## Set tasks:
1: In the free speech passage, how many European countries other than Germany still have laws similar to the one Mr. Erdogan invoked?
2: Recast the records, from their first line through the line holding "x=886, y=462", inclusive, as a JSON list of strings with one string per line.
-- Begin Passage shown --
EXCERPT: [...] Free speech is under attack in three ways. First, repression by governments has increased. Several countries have reimposed cold-war controls or introduced new ones. [...] Second, a worrying number of non-state actors are enforcing censorship by assassination. [...] Third, the idea has spread that people and groups have a right not to be offended. This may sound innocuous. Politeness is a virtue, after all. But if I have a right not to be offended, that means someone must police what you say about me, or about the things I hold dear, such as my ethnic group, religion, or even political beliefs. Since offence is subjective, the power to police it is both vast and arbitrary.

Nevertheless, many students in America and Europe believe that someone should exercise it. Some retreat into the absolutism of identity politics, arguing that men have no right to speak about feminism nor whites to speak about slavery. Others have blocked thoughtful, well-known speakers [...] from being heard on campus. Concern for the victims of discrimination is laudable. And student protest is often, in itself, an act of free speech. But university is a place where students are supposed to learn how to think. That mission is impossible if uncomfortable ideas are off-limits. And protest can easily stray into preciousness: the University of California, for example, suggests that it is a racist “micro-aggression” to say that “America is a land of opportunity”, because it could be taken to imply that those who do not succeed have only themselves to blame.

Intolerance among Western liberals also has wholly unintended consequences. Even despots know that locking up mouthy but non-violent dissidents is disreputable. Nearly all countries have laws that protect freedom of speech. So authoritarians are always looking out for respectable-sounding excuses to trample on it. [...] The threat to free speech on Western campuses is very different from that faced by atheists in Afghanistan or democrats in China. But when progressive thinkers agree that offensive words should be censored, it helps authoritarian regimes to justify their own much harsher restrictions and intolerant religious groups their violence.

One strongman who has enjoyed tweaking the West for hypocrisy is Recep Tayyip Erdogan, president of Turkey. At home, he will tolerate no insults to his person, faith or policies. Abroad, he demands the same courtesy [...] In March a German comedian recited a satirical poem about him “shagging goats and oppressing minorities” (only the more serious charge is true). Mr Erdogan invoked an old, neglected German law against insulting foreign heads of state. Amazingly, Angela Merkel, the German chancellor, has let the prosecution proceed. Even more amazingly, nine other European countries still have similar laws, and 13 bar insults against their own head of state.
-- End Passage shown --
-- Begin Exercise materials --
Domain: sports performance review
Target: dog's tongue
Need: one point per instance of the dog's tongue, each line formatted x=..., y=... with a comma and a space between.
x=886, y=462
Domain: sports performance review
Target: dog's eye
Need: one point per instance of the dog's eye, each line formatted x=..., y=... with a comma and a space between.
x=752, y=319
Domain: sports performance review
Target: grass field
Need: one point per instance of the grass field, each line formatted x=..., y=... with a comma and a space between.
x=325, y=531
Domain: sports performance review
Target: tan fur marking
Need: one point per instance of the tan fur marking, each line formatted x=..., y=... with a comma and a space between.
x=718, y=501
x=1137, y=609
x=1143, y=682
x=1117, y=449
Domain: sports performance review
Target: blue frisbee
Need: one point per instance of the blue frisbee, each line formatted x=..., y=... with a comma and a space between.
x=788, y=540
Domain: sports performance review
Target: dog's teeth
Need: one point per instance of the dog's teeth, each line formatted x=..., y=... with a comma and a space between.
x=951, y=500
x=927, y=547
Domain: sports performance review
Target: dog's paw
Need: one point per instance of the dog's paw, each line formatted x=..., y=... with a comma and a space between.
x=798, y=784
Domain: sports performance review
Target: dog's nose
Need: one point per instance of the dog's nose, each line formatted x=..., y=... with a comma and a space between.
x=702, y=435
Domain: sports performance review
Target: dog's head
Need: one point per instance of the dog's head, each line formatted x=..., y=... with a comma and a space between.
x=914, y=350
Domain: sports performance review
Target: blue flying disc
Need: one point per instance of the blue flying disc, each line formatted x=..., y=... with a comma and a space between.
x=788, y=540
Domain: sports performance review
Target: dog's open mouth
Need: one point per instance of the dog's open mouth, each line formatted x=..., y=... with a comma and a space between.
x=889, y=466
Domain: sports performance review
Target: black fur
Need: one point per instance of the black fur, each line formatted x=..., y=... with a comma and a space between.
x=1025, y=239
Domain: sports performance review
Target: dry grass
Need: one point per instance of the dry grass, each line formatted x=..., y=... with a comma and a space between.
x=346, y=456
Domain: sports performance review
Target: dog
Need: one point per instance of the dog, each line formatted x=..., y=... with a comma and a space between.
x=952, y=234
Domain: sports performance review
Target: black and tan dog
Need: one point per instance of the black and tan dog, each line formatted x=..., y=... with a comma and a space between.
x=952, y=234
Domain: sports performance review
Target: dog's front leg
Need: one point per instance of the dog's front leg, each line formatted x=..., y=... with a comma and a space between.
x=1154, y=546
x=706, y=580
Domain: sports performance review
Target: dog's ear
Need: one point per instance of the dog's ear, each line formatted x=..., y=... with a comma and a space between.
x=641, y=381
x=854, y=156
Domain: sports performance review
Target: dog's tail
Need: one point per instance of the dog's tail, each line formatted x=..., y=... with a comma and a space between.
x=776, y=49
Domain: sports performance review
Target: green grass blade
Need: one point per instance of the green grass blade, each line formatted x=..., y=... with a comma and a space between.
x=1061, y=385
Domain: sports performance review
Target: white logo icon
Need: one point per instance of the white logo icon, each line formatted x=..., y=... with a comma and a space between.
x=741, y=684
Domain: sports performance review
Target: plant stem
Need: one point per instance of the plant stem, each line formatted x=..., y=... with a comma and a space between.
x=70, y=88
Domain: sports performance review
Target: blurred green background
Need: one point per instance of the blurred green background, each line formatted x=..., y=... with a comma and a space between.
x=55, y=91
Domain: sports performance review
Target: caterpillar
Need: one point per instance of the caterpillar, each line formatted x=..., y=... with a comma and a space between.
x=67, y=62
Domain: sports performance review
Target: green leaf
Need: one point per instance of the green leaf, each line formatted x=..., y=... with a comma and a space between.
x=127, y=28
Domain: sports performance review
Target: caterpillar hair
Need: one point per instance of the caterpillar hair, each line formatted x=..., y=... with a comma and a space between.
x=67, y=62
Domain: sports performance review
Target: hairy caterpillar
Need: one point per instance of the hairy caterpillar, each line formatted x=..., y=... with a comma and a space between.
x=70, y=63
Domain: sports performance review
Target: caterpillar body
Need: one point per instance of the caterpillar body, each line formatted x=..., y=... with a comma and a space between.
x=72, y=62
-- End Exercise materials --
## Responses per task:
1: Nine other European countries still have similar laws.

2:
[
  "Domain: sports performance review",
  "Target: dog's tongue",
  "Need: one point per instance of the dog's tongue, each line formatted x=..., y=... with a comma and a space between.",
  "x=886, y=462"
]